■ **Reading text**
===
If the injury involves bleeding, your body triggers the inflammation process and blood loss is limited. Blood clots form as a natural response so you don't bleed out. No doubt, this is a good self-preservation mechanism.
More cells are sent to the area to destroy germs and other foreign bodies. Additional cells arrive to ingest the debris and prepare it for evacuation from the body via the lymphatic drainage system.
During the second phase of healing—known as proliferation—the wound is "rebuilt." The healthy rebuilding of tissue requires sufficient levels of oxygen and other nutrients supplied by blood vessels. This phase is enhanced by muscle activation—not inactivity or rest.
The third and final step in the healing process is the maturation phase. Collagen is remodeled from type III to type I, while cellular activity in the area decreases.
What Does Ice Do?4 of 8
The major objective of the RICE protocol was to stop inflammation. But as you now know, inflammation is a necessary step in the body's repair and recovery process. Icing an injured body part does not stop inflammation; it delays inflammation, which can also impede recovery.
===
■ **Extracted information**
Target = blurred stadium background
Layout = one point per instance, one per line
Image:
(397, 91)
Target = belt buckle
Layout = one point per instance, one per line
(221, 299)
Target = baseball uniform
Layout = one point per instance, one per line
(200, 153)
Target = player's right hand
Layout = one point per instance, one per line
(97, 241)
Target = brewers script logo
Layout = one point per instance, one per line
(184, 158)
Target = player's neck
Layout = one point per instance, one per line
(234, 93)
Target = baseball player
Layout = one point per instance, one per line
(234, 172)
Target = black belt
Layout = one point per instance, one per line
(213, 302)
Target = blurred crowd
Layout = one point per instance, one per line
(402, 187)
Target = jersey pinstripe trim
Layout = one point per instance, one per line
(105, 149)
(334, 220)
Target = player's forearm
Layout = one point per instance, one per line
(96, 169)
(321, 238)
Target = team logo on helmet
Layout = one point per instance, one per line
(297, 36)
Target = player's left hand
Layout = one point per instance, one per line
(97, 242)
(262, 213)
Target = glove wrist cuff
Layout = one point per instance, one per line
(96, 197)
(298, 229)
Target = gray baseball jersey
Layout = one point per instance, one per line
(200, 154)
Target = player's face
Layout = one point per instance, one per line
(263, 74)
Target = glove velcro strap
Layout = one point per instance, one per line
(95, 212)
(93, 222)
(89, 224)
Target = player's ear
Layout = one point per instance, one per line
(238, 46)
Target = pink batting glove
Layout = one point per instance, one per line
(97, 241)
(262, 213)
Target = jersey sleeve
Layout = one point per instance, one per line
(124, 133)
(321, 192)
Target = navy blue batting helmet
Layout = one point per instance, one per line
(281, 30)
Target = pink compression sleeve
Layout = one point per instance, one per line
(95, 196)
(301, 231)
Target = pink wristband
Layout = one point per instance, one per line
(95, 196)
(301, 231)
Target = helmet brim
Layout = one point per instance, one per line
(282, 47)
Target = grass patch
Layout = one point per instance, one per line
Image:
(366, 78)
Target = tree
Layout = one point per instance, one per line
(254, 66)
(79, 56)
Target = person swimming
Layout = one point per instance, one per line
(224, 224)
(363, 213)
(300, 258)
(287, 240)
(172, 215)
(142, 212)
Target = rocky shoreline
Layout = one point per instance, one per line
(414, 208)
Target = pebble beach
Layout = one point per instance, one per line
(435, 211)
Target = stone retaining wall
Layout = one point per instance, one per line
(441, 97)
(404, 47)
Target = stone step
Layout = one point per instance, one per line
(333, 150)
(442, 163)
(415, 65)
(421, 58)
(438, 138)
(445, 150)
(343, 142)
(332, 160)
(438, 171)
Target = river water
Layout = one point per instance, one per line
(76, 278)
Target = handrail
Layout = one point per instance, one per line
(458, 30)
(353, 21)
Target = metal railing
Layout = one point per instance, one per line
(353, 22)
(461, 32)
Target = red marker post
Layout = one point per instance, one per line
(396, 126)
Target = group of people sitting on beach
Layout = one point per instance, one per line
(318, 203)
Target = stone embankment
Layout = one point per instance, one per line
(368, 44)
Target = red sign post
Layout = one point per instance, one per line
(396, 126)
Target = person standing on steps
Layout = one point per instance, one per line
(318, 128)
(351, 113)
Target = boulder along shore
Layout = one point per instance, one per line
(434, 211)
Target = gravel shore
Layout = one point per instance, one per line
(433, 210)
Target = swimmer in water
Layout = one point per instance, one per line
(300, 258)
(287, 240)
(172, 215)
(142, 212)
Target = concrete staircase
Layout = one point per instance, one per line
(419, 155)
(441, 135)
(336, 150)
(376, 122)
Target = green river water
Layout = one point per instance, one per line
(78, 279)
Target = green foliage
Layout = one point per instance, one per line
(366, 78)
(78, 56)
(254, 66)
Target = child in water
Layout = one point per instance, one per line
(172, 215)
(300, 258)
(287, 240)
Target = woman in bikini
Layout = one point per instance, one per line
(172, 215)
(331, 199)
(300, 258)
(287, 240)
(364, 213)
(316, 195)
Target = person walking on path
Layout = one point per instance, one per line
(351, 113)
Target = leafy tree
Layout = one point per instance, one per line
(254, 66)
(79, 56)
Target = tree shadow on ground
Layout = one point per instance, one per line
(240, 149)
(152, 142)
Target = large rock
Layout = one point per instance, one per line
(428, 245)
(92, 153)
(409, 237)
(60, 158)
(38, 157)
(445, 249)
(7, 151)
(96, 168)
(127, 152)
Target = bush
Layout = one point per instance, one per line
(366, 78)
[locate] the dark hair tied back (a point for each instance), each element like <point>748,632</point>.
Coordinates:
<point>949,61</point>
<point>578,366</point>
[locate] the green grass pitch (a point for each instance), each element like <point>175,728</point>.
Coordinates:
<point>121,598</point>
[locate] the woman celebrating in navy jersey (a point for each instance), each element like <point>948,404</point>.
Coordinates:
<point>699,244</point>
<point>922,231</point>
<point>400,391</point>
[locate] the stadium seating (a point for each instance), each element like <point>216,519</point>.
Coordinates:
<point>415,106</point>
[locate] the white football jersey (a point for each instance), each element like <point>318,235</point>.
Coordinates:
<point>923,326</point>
===
■ **Tasks to perform**
1. Decide whether each statement below agrees with the text on injury healing, and answer yes or no for each, quoting the words of the text that decide it.
(a) The proliferation phase is enhanced by rest.
(b) In the maturation phase, collagen is remodeled from type III to type I.
(c) Icing an injured body part stops inflammation.
2. Write out, word for word, the part of the text on injury healing starting at "The third and" and ending at "also impede recovery.".

■ **Per-task outputs**
1.
(a) No: "This phase is enhanced by muscle activation—not inactivity or rest."
(b) Yes: "Collagen is remodeled from type III to type I, while cellular activity in the area decreases."
(c) No: "Icing an injured body part does not stop inflammation; it delays inflammation"

2.
The third and final step in the healing process is the maturation phase. Collagen is remodeled from type III to type I, while cellular activity in the area decreases.
What Does Ice Do?4 of 8
The major objective of the RICE protocol was to stop inflammation. But as you now know, inflammation is a necessary step in the body's repair and recovery process. Icing an injured body part does not stop inflammation; it delays inflammation, which can also impede recovery.